### Exercise brief
Gather every line in the listing below that contains the string "tail", and reproduce each such line in full.

###

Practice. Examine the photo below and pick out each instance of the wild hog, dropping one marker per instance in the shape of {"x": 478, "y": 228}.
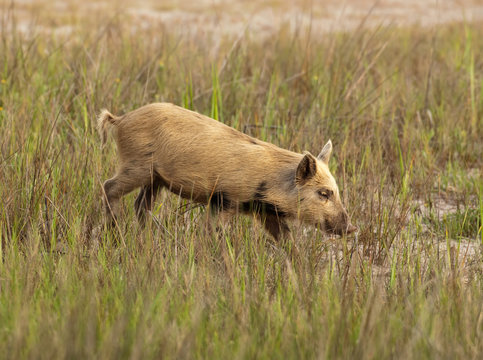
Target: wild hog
{"x": 165, "y": 146}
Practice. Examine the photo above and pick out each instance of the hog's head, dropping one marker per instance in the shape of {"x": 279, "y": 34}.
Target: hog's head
{"x": 318, "y": 194}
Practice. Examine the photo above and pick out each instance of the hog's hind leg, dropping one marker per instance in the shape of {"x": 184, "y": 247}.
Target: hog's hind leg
{"x": 125, "y": 181}
{"x": 144, "y": 201}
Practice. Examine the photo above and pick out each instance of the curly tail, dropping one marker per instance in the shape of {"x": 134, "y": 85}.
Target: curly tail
{"x": 105, "y": 120}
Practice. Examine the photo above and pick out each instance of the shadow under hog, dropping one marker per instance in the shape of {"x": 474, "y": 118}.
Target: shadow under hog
{"x": 162, "y": 145}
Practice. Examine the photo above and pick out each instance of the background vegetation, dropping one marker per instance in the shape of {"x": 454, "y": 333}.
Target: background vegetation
{"x": 404, "y": 110}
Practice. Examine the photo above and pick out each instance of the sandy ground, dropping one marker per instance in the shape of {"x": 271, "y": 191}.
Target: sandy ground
{"x": 233, "y": 17}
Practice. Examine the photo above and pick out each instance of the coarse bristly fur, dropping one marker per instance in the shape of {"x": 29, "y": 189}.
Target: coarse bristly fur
{"x": 162, "y": 145}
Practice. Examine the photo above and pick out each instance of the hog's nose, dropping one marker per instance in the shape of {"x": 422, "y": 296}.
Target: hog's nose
{"x": 351, "y": 228}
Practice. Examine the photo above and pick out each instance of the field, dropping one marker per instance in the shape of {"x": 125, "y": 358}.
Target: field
{"x": 403, "y": 107}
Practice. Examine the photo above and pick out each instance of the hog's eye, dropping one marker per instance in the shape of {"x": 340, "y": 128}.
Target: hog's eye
{"x": 325, "y": 194}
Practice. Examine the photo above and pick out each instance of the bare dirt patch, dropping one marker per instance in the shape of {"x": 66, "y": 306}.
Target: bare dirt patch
{"x": 232, "y": 17}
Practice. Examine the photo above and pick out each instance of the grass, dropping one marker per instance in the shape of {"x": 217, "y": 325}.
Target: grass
{"x": 403, "y": 108}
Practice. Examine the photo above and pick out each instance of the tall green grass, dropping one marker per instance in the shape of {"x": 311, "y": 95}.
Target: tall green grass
{"x": 403, "y": 108}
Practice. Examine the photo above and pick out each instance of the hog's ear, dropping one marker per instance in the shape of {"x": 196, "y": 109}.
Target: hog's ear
{"x": 306, "y": 170}
{"x": 325, "y": 153}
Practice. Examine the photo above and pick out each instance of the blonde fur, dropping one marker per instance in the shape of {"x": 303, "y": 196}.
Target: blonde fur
{"x": 199, "y": 158}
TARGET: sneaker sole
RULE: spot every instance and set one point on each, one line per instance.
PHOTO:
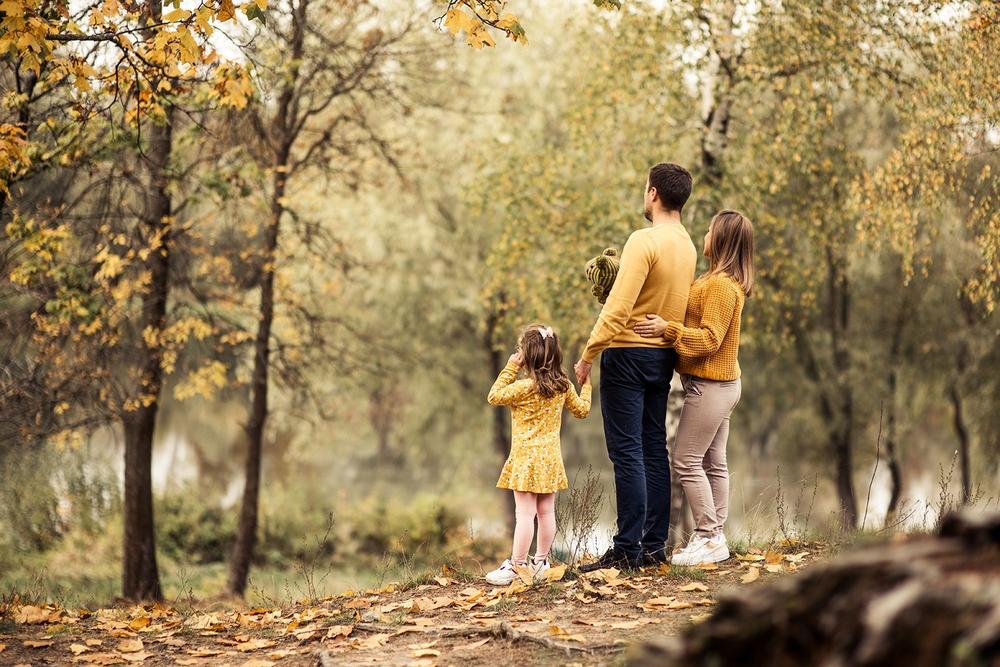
(705, 561)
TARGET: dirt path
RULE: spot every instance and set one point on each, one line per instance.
(448, 620)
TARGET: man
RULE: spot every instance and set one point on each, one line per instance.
(655, 274)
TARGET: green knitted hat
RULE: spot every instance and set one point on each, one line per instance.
(601, 272)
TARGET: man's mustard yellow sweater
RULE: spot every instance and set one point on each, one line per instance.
(655, 274)
(709, 340)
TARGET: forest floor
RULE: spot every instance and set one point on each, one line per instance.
(443, 618)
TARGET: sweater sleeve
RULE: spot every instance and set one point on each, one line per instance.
(507, 390)
(718, 313)
(579, 406)
(635, 263)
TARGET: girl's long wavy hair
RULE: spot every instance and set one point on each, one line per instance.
(542, 359)
(731, 248)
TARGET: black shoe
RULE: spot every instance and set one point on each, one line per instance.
(611, 558)
(653, 558)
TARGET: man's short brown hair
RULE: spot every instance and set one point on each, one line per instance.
(672, 183)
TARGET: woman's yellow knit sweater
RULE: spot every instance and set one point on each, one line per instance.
(709, 340)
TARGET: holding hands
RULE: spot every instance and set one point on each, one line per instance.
(653, 327)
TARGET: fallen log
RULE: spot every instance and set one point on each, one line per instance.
(929, 601)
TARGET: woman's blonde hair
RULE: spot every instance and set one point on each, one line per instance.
(731, 248)
(543, 360)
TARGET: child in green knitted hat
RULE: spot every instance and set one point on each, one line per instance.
(601, 272)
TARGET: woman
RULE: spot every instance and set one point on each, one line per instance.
(707, 343)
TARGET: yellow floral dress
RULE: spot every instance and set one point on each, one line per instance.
(535, 462)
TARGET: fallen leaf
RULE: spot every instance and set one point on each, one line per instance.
(129, 646)
(31, 615)
(425, 653)
(358, 603)
(374, 641)
(656, 604)
(556, 631)
(100, 659)
(254, 645)
(694, 586)
(751, 557)
(338, 631)
(772, 557)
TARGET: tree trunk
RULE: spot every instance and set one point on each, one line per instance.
(962, 433)
(140, 578)
(246, 534)
(842, 431)
(281, 132)
(891, 449)
(925, 602)
(962, 364)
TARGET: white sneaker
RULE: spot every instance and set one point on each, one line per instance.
(702, 550)
(503, 575)
(538, 567)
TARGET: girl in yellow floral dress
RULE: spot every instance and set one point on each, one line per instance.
(534, 470)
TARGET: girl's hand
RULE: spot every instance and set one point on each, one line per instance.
(653, 327)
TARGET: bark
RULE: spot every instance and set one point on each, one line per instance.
(926, 602)
(718, 94)
(955, 397)
(284, 137)
(246, 534)
(962, 434)
(140, 579)
(891, 448)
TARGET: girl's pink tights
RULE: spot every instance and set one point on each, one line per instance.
(527, 506)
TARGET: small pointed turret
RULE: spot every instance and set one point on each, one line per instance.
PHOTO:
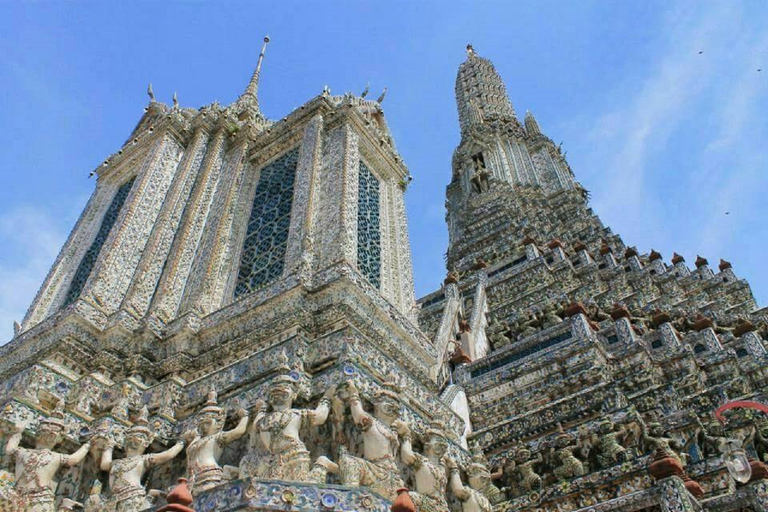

###

### Answer to the exercise
Practice. Examine the photo above and pick out each instance of the curly tail, dropping one marker per instance in the shape of {"x": 134, "y": 85}.
Target: curly tail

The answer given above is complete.